Directive
Retype every row below exactly as given, one line per row, in the same order.

Supplied data
** begin **
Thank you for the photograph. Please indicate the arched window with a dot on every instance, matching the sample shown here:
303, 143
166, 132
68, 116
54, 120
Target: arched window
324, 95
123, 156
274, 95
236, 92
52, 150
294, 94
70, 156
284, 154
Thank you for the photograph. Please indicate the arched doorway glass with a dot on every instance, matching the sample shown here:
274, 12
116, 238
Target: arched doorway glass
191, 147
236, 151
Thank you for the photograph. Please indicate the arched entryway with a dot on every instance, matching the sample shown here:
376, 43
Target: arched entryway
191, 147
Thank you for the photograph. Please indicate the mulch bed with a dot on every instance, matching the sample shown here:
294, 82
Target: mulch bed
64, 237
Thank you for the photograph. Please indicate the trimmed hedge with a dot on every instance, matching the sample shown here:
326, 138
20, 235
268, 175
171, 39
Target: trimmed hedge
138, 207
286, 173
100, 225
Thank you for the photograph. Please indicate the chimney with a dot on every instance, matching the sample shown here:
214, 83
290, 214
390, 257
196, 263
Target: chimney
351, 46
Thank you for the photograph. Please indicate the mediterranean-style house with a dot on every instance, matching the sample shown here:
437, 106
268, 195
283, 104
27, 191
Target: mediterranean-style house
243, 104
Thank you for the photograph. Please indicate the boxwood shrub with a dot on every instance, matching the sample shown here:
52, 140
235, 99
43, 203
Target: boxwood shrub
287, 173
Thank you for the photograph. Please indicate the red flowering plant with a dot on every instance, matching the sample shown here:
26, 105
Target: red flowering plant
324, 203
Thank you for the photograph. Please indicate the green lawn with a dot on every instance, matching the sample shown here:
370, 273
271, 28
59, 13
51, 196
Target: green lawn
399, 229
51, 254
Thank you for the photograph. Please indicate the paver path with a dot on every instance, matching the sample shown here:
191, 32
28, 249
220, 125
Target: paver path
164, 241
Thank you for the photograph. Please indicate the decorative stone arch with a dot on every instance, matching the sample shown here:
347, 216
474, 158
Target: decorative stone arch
** end **
Solution to the exercise
Thank you for the photograph. Please indicate the arched window with a dot on every instance, matching the sample shown here:
303, 143
166, 132
68, 116
54, 120
Target: arched window
324, 95
123, 156
274, 95
236, 92
52, 150
294, 94
70, 156
284, 154
Thank you for the photograph. Please indicate the arched doorway glass with a dot on every instance, matching the sample shown here:
274, 12
116, 238
Target: arched doorway glass
191, 147
236, 151
Thank you for the photograph. Please indicate the arched entryway with a dot on every instance, matching the sample shown here:
376, 43
Target: arched entryway
191, 147
Thank you for the photograph. Please indicate the mulch bed with a dot on every instance, matching the sample shown here:
294, 82
Target: mulch bed
64, 237
Thank you for the photograph. Please indicate the trimmed hedge with a dot on every instance, matching the sample shown here:
326, 138
20, 235
268, 175
171, 39
Target: trimmed hedge
138, 207
286, 173
100, 225
Thank you for the photograph. Please indicate the chimney with a dot on every instance, matching the sample shown here:
214, 83
290, 214
390, 257
196, 263
Target: chimney
351, 46
Thank you for the photograph. Please indicate the mediterranean-style house with a dot on every instance, matching the sample shown here:
437, 106
268, 195
283, 104
27, 191
Target: mediterranean-style house
243, 104
Thank you for the photograph. Please indicate the boxwood shrub with a dot on every instance, matching the sample shown here:
52, 140
235, 99
43, 203
Target: boxwood shrub
287, 173
Thank you for the photograph. Please indicate the red flowering plant with a dot on every instance, matching the sample shown here:
26, 105
Target: red flowering plant
324, 203
Thank you for the photograph. Please indicate the green lawn with a dot on every instance, matching the sample shown here:
370, 273
271, 28
59, 13
51, 196
Target: green lawn
399, 229
51, 254
Thank you for the photograph. Please indicate the paver path with a dot on every instance, matching the sample shown here:
191, 32
28, 249
220, 125
Target: paver path
164, 241
Thank you for the photograph. Please indicate the decorative stone arch with a dot on every instance, matching the sample shown here:
347, 216
474, 158
Target: decorative stone arch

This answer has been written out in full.